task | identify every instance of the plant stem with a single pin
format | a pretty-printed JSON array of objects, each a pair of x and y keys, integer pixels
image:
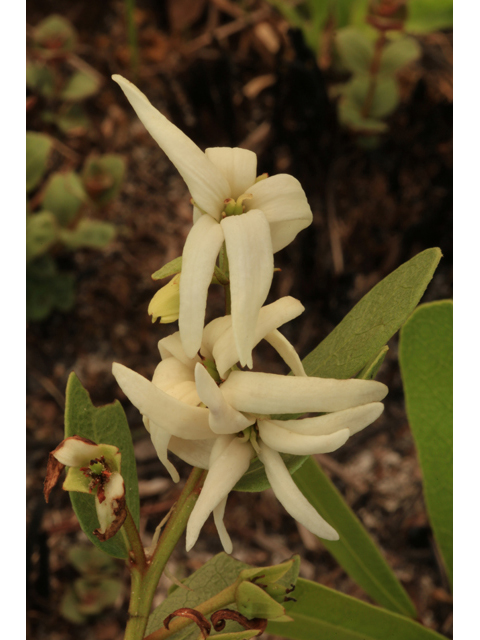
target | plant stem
[
  {"x": 219, "y": 601},
  {"x": 374, "y": 69},
  {"x": 146, "y": 574}
]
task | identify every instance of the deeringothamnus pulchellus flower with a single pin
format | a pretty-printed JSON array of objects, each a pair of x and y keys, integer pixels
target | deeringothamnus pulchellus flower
[
  {"x": 92, "y": 468},
  {"x": 216, "y": 417},
  {"x": 253, "y": 217}
]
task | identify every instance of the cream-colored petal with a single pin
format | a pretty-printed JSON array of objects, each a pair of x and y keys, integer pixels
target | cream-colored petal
[
  {"x": 290, "y": 496},
  {"x": 211, "y": 334},
  {"x": 114, "y": 491},
  {"x": 267, "y": 393},
  {"x": 270, "y": 317},
  {"x": 285, "y": 441},
  {"x": 207, "y": 185},
  {"x": 170, "y": 372},
  {"x": 354, "y": 419},
  {"x": 283, "y": 201},
  {"x": 286, "y": 351},
  {"x": 250, "y": 257},
  {"x": 177, "y": 418},
  {"x": 239, "y": 166},
  {"x": 199, "y": 255},
  {"x": 161, "y": 440},
  {"x": 74, "y": 452},
  {"x": 222, "y": 476},
  {"x": 193, "y": 452},
  {"x": 171, "y": 347},
  {"x": 223, "y": 418},
  {"x": 218, "y": 514}
]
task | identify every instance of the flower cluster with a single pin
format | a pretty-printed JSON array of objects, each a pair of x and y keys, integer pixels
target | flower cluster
[{"x": 200, "y": 405}]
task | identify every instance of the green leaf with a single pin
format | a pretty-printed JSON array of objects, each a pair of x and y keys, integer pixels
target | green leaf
[
  {"x": 169, "y": 269},
  {"x": 425, "y": 16},
  {"x": 42, "y": 233},
  {"x": 102, "y": 177},
  {"x": 320, "y": 612},
  {"x": 217, "y": 574},
  {"x": 38, "y": 150},
  {"x": 398, "y": 54},
  {"x": 93, "y": 234},
  {"x": 385, "y": 96},
  {"x": 106, "y": 425},
  {"x": 356, "y": 51},
  {"x": 426, "y": 363},
  {"x": 355, "y": 551},
  {"x": 64, "y": 196},
  {"x": 374, "y": 320},
  {"x": 40, "y": 79},
  {"x": 80, "y": 86},
  {"x": 53, "y": 36},
  {"x": 356, "y": 341},
  {"x": 370, "y": 370}
]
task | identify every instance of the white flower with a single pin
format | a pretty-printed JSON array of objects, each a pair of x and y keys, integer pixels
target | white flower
[
  {"x": 222, "y": 181},
  {"x": 221, "y": 438}
]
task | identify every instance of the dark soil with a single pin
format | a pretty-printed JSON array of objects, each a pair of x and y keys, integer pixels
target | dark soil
[{"x": 373, "y": 210}]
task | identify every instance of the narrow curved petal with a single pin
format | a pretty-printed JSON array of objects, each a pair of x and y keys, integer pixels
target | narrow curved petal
[
  {"x": 177, "y": 418},
  {"x": 239, "y": 166},
  {"x": 286, "y": 351},
  {"x": 290, "y": 496},
  {"x": 171, "y": 347},
  {"x": 270, "y": 317},
  {"x": 207, "y": 185},
  {"x": 199, "y": 255},
  {"x": 354, "y": 419},
  {"x": 222, "y": 476},
  {"x": 285, "y": 205},
  {"x": 267, "y": 393},
  {"x": 218, "y": 514},
  {"x": 193, "y": 452},
  {"x": 223, "y": 418},
  {"x": 161, "y": 440},
  {"x": 250, "y": 257},
  {"x": 285, "y": 441},
  {"x": 212, "y": 332},
  {"x": 170, "y": 372}
]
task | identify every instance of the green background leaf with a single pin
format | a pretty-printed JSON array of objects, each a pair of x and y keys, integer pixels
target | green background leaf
[
  {"x": 426, "y": 363},
  {"x": 355, "y": 551},
  {"x": 374, "y": 320},
  {"x": 38, "y": 150},
  {"x": 326, "y": 614},
  {"x": 107, "y": 425}
]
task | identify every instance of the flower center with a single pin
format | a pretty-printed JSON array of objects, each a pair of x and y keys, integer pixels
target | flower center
[
  {"x": 99, "y": 474},
  {"x": 235, "y": 207}
]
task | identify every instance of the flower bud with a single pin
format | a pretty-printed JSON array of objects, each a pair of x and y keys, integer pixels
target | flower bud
[{"x": 165, "y": 304}]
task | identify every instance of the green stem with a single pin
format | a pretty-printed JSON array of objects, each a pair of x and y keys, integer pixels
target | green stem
[
  {"x": 145, "y": 576},
  {"x": 219, "y": 601},
  {"x": 374, "y": 69}
]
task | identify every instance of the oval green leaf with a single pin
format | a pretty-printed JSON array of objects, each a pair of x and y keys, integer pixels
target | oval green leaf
[{"x": 107, "y": 425}]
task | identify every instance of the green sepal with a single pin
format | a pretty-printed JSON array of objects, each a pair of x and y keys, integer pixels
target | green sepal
[
  {"x": 107, "y": 425},
  {"x": 253, "y": 602},
  {"x": 171, "y": 268},
  {"x": 76, "y": 481}
]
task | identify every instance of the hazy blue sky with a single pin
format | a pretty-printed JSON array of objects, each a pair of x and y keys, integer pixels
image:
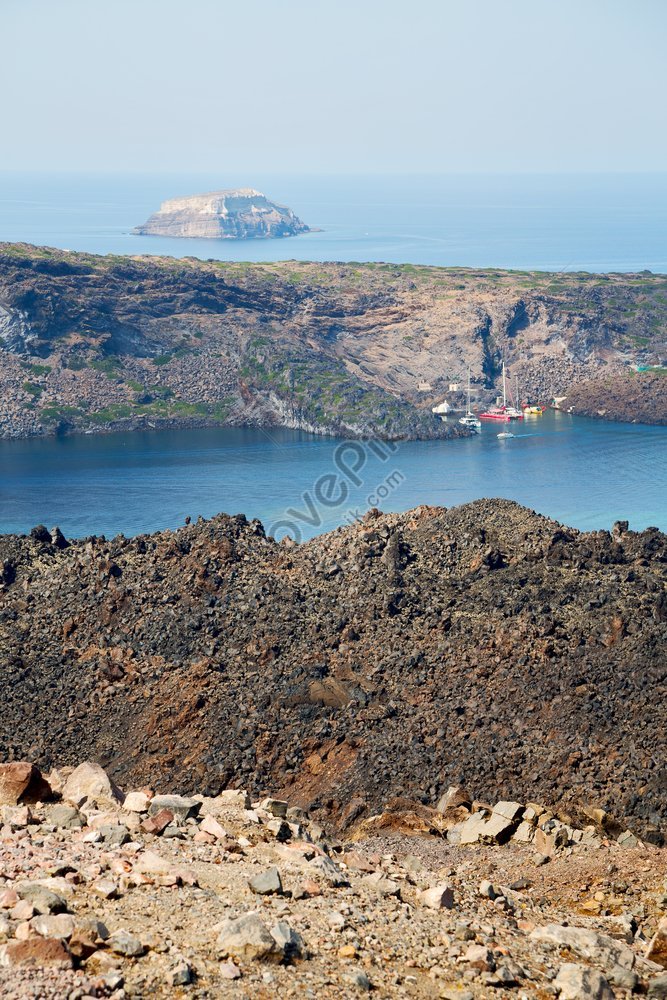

## [AIM OF THE TASK]
Pick out every line of the data above that contains the string "flower", matching case exactly, and copy each one in full.

## [ANSWER TO THE PROBLEM]
task | identify every instance of the deeringothamnus pulchellus flower with a single pin
target | deeringothamnus pulchellus flower
task | identify every instance of the flower cluster with a single pin
target | flower cluster
task | identify every instance of the white flower with a single pin
target | white flower
task | identify every instance of the flower center with a single pin
target | flower center
task | identify every instance of the flower bud with a single pin
target | flower bud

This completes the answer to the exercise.